■ WHAT IS ASKED ■
Retype every one of the following entries word for word, with no changes.

■ GIVEN RECORDS ■
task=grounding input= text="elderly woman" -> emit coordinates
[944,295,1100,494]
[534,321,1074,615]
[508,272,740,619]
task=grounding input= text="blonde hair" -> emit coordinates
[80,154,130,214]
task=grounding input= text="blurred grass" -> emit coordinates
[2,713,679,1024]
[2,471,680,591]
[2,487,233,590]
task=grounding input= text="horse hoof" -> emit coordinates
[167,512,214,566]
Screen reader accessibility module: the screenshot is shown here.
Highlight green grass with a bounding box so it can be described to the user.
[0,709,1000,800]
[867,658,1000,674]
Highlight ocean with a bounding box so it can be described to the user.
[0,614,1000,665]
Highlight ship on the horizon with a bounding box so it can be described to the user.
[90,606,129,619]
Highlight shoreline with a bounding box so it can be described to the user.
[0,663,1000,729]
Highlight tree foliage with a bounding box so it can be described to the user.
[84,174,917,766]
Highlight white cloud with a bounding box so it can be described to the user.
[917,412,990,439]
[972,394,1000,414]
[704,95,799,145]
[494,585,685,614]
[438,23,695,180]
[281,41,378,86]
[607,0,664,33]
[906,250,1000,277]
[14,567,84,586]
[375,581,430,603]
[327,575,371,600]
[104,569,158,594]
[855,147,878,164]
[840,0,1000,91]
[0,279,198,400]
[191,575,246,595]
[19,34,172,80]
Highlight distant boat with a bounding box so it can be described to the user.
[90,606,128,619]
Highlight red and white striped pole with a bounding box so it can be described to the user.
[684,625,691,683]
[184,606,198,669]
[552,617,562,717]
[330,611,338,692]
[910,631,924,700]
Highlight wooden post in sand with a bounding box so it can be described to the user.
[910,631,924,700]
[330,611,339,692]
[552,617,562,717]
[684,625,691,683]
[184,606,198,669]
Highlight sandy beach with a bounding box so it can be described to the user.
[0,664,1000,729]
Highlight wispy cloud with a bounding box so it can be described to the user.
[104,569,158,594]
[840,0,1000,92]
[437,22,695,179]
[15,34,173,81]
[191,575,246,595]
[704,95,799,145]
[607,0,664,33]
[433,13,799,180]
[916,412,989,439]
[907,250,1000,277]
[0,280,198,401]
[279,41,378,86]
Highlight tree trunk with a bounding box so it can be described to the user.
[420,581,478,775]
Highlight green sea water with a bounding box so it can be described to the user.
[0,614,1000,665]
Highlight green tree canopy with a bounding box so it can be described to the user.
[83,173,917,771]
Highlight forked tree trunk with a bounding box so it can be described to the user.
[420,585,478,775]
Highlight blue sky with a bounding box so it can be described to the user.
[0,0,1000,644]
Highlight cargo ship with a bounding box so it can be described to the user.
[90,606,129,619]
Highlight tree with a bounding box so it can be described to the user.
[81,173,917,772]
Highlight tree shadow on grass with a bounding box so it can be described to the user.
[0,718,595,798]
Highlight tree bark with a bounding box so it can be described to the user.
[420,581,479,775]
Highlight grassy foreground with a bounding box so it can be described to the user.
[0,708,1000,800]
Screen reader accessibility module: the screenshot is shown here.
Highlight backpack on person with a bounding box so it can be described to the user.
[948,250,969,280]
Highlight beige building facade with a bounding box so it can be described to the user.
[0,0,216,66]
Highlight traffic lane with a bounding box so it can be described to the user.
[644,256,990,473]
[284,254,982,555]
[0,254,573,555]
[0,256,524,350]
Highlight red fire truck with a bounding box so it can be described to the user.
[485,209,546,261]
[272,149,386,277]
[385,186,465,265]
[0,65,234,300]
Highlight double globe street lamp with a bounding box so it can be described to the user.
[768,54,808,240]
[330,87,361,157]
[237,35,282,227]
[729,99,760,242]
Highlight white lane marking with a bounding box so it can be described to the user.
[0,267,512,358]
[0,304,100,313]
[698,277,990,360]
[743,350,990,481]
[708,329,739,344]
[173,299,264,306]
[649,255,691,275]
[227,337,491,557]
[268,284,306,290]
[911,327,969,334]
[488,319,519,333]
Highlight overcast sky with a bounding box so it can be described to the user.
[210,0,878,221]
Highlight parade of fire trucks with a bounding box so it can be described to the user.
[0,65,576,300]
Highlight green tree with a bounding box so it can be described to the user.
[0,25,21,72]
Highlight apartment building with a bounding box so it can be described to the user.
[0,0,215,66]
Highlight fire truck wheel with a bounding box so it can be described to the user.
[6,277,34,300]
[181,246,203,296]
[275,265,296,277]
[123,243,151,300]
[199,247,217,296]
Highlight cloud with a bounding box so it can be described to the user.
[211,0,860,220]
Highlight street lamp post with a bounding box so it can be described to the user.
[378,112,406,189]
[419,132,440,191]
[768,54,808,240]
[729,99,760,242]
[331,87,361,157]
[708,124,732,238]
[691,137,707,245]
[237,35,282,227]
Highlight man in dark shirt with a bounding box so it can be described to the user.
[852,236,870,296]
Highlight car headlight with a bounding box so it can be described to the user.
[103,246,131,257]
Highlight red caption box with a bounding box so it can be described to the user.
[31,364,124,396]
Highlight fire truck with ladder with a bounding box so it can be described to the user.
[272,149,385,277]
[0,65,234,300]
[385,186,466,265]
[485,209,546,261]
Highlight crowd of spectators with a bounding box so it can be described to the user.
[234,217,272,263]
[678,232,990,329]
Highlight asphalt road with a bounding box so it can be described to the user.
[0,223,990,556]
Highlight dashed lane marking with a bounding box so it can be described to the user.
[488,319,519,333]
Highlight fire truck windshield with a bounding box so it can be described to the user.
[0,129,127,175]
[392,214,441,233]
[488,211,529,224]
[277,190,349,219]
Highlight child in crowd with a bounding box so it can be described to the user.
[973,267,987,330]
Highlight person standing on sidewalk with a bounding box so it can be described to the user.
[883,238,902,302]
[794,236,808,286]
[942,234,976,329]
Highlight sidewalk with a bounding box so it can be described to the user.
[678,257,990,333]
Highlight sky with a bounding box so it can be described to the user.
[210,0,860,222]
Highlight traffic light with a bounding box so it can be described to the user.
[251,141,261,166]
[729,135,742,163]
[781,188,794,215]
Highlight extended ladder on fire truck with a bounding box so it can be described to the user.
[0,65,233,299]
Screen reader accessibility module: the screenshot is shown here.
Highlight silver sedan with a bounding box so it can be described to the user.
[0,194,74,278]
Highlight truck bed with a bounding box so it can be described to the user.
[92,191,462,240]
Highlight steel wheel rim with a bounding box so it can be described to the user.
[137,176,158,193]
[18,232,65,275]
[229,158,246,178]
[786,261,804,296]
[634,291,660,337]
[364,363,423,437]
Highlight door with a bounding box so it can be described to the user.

■ SOLUTION ■
task=grounding input= text="elderly woman" -> emit coordinates
[944,295,1100,494]
[534,321,1074,615]
[508,272,740,619]
task=grounding input= text="blonde hair" -> emit coordinates
[80,154,130,214]
task=grounding input= text="blurred grass" -> emit coordinates
[2,713,679,1024]
[2,471,680,591]
[2,487,233,590]
task=grounding input= text="horse hoof" -> emit coordinates
[167,512,214,566]
Screen reader accessibility module: the screenshot is shown here.
Highlight green grass with a bounding box so it can be described to the user.
[0,709,1000,800]
[867,658,1000,674]
Highlight ocean with a bounding box so it can be described to the user.
[0,614,1000,665]
Highlight ship on the horizon with a bounding box so it can be described to the user.
[90,606,129,619]
Highlight shoreline with a bounding box so it can be described to the user.
[0,663,1000,729]
Highlight tree foliage with a bounding box so it can be described to the user.
[84,174,917,766]
Highlight white cloud with a bounding box so it can be described to the user.
[917,412,990,439]
[972,394,1000,414]
[704,95,799,145]
[494,585,685,614]
[438,23,695,180]
[281,41,378,86]
[607,0,664,33]
[906,250,1000,277]
[14,567,84,586]
[375,581,430,603]
[327,575,371,600]
[104,569,158,594]
[855,147,878,164]
[840,0,1000,91]
[0,279,198,400]
[191,575,246,595]
[19,34,172,80]
Highlight distant boat with a bounding box so it can be described to the user.
[90,606,128,619]
Highlight red and white striped pole with a bounding box so it can be described to the user.
[684,625,691,683]
[184,606,198,669]
[552,617,562,717]
[330,611,338,692]
[910,631,924,700]
Highlight wooden post in sand with a bounding box so it can be described to the user.
[910,631,924,700]
[330,611,339,692]
[552,617,562,717]
[684,625,691,683]
[184,606,198,669]
Highlight sandy beach with a bounding box so it can be described to the user.
[0,664,1000,729]
Highlight wispy cloud with a bounding box so it can be described to the user.
[104,569,158,594]
[840,0,1000,92]
[437,22,695,179]
[15,34,173,81]
[191,575,246,595]
[704,95,799,145]
[607,0,664,33]
[433,13,799,180]
[916,412,989,439]
[907,250,1000,277]
[0,280,198,401]
[279,41,378,86]
Highlight tree trunk with a bounding box so it can be described to the user.
[420,581,478,775]
Highlight green sea water with a bounding box so it can be described to the user.
[0,614,1000,665]
Highlight green tree canopy with a bounding box so it can be described to the user.
[83,173,917,771]
Highlight forked tree trunk with a bounding box so it can be described to the user.
[420,585,478,775]
Highlight blue sky with a bounding box so it can be described to the user.
[0,0,1000,644]
Highlight cargo ship with a bounding box so it can be described to the user.
[90,606,129,619]
Highlight tree with a bounding box so it can be described to the user.
[81,173,917,772]
Highlight tree shadow on grass with a bounding box so it can be described to the user.
[0,718,595,798]
Highlight tree bark with a bounding box so it can be described to the user.
[420,581,479,775]
Highlight grassy foreground with a bounding box so it can be described to the user.
[0,708,1000,800]
Screen reader accessibility module: the screenshot is shown here.
Highlight backpack on person with a bounding box so it can be described to the user.
[948,250,969,280]
Highlight beige building facade with a bounding box so it can be described to the user.
[0,0,216,66]
Highlight traffic lane with a bounding box so it can be described to the user.
[644,256,990,473]
[284,254,982,555]
[0,254,573,555]
[0,256,524,350]
Highlight red fire truck with a bounding box so it can be described to the user.
[485,209,546,261]
[272,149,386,277]
[385,186,465,265]
[0,65,234,300]
Highlight double globe street lamp with a bounding box so it can be described to the user.
[768,54,808,240]
[330,87,361,157]
[237,35,282,227]
[729,99,760,242]
Highlight white lane marking with a bounding box so it can be described to the user.
[0,267,512,358]
[0,304,100,313]
[698,277,990,360]
[743,350,990,481]
[708,329,739,344]
[173,299,264,306]
[649,255,691,275]
[227,337,491,557]
[268,284,306,290]
[911,327,969,334]
[488,319,519,333]
Highlight overcast sky with a bounding box so it can be described to the user.
[210,0,878,221]
Highlight parade of fire trucks with a bounding box so it can be described to the user.
[0,65,576,300]
Highlight green tree with a bounding box so it can be described to the user.
[0,25,21,72]
Highlight apartment building with a bounding box so it can be described to the user.
[0,0,215,66]
Highlight fire truck wheel with a bounding box so it can be described to the user.
[6,277,34,300]
[181,246,203,296]
[275,265,296,277]
[123,243,151,300]
[199,247,217,296]
Highlight cloud with a bounding box so it can be described to the user.
[211,0,860,220]
Highlight street lamp post with a bounding box so it can be described to the user.
[378,112,406,189]
[419,132,440,191]
[768,54,808,240]
[729,99,760,242]
[331,87,361,157]
[708,124,732,238]
[691,137,707,245]
[237,35,282,227]
Highlight man in dark shirt with a bounding box so it can be described to the user.
[852,236,870,296]
Highlight car headlight with a bounding box so it can be described to the user.
[103,246,131,257]
Highlight red caption box with a bounding box so it can be described to the user.
[31,364,124,396]
Highlight fire truck with ladder with a bounding box so it can be described to the user.
[272,149,385,277]
[0,65,234,300]
[385,186,466,265]
[485,209,546,261]
Highlight crowd of spectators with a bounding box so it can be described to the user.
[234,217,272,263]
[678,232,990,329]
Highlight asphalt road with a bounding box so it can be described to the user.
[0,223,990,556]
Highlight dashed lane marking with a bounding box so it can be described to the user.
[488,319,519,333]
Highlight fire truck windshield with a bounding box so it can be described to the user.
[0,129,127,175]
[392,214,441,233]
[488,211,529,224]
[277,190,349,219]
Highlight child in crowd with a bounding box so it can be described to the user.
[973,267,987,330]
Highlight person standing on sidewalk with a bounding box so it can be described to the user.
[883,238,902,302]
[794,236,808,286]
[942,234,976,329]
Highlight sidewalk with a bounding box so it can be described to the user.
[678,257,990,333]
Highlight sky with a bounding box so it can be described to the user.
[210,0,860,222]
Highlight traffic light with a bounding box so it can be described to the user.
[251,141,261,166]
[729,135,742,163]
[781,188,794,215]
Highlight extended ladder on fire truck with a bounding box so it can be described to the user.
[0,65,233,299]
Screen reader accessibility module: the screenshot is shown here.
Highlight silver sedan with a bounding box so it can be described to the user.
[0,194,74,278]
Highlight truck bed with a bounding box so it can be described to the user.
[92,191,462,240]
Highlight steel wheel rim with a bounding box so it can be described to the user.
[137,176,158,193]
[18,232,65,275]
[229,158,246,178]
[786,261,804,296]
[634,291,660,337]
[364,363,423,437]
Highlight door with a bounding box so it can be described to the user.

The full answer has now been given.